**抽出テキスト**
========

スクイッドスープ
PEOPLEText: Mayumi Kaneko
今月のカバーデザインを制作してくれたのは、イギリス・ロンドンのマルチメディアデザインシーンで活躍するデザイナー/アーティスト集団「SQUIDSOUP」(スクイッドスープ)。メジャーなクライアントのウェブサイト/CD-ROMなどを手掛けるかたわら、自身のウェブサイトでは、実験的でインタラクティブな作品を数多く発表している。
まずはじめに、自己紹介をお願いします。
スクイッドスープ は、インタラクティブデザイナー、アーティスト、ミュージシャンの集まりで、インタラクティブデザインにおける思想の制限を打ち砕くことを目的としています。
もともとは、1996年にミドルセックス大学で出会ったアントニー・ロウとジェイムス・レーンによって設立されました。現在は、技術的、創造的にメディアの境界線を押し上げるために動くことができる場所となっています。
スクイッドスープでは、どのようなことをやっているのですか?
サウンド、フィルム、ビデオ、アニメーション、フォトグラフィー、タイポグラフィー、グラフィックデザインを手がけています。これらの要素を融合し、革新的かつ適切な方法でインタラクティブメディアが得ることのできる可能性を確実なものにしています。

========

**データセットの行**
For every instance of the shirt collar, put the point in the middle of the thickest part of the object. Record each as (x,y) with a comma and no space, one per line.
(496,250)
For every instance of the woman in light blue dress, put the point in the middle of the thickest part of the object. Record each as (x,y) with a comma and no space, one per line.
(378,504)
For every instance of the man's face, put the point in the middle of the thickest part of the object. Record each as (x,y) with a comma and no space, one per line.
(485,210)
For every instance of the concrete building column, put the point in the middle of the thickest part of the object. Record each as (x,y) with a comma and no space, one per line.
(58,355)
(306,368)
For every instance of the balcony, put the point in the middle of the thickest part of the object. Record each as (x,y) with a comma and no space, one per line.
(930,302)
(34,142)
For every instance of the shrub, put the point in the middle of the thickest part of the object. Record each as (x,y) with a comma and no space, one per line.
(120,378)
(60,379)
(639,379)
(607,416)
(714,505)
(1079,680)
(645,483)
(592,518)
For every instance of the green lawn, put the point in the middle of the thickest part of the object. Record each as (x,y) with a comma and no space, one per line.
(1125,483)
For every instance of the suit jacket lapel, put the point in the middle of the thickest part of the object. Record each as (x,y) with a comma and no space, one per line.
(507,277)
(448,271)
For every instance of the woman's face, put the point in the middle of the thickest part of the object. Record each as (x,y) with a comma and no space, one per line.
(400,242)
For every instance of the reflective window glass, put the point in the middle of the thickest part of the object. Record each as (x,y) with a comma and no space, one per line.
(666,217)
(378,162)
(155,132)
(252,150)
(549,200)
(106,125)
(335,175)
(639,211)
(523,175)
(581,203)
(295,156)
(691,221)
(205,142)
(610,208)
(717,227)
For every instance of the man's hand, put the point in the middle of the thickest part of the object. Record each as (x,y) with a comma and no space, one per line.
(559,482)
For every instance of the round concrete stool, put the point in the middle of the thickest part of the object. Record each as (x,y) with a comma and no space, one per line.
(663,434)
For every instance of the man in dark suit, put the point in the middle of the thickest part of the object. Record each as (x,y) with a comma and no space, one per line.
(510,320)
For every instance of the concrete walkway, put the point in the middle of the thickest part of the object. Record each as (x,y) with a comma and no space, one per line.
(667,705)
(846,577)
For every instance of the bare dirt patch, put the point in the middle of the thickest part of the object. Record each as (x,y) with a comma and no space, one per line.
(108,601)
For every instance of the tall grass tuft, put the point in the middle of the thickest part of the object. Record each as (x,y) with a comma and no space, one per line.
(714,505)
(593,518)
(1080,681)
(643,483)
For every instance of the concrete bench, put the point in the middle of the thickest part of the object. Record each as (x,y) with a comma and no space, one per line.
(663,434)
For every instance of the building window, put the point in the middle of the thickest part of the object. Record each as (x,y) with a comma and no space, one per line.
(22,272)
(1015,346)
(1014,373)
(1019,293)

========

**課題一覧**
1. スクイッドスープの記事によると、スクイッドスープを設立したのは誰か。
2. スクイッドスープの記事から、「まずはじめに、自己紹介をお願いします。」で始まり「性を確実なものにしています。」で終わる部分をそのまま書き写すこと。
ここでは行は使わない。

**各課題の解答**
1. 1996年にミドルセックス大学で出会ったアントニー・ロウとジェイムス・レーン。

2.
まずはじめに、自己紹介をお願いします。
スクイッドスープ は、インタラクティブデザイナー、アーティスト、ミュージシャンの集まりで、インタラクティブデザインにおける思想の制限を打ち砕くことを目的としています。
もともとは、1996年にミドルセックス大学で出会ったアントニー・ロウとジェイムス・レーンによって設立されました。現在は、技術的、創造的にメディアの境界線を押し上げるために動くことができる場所となっています。
スクイッドスープでは、どのようなことをやっているのですか?
サウンド、フィルム、ビデオ、アニメーション、フォトグラフィー、タイポグラフィー、グラフィックデザインを手がけています。これらの要素を融合し、革新的かつ適切な方法でインタラクティブメディアが得ることのできる可能性を確実なものにしています。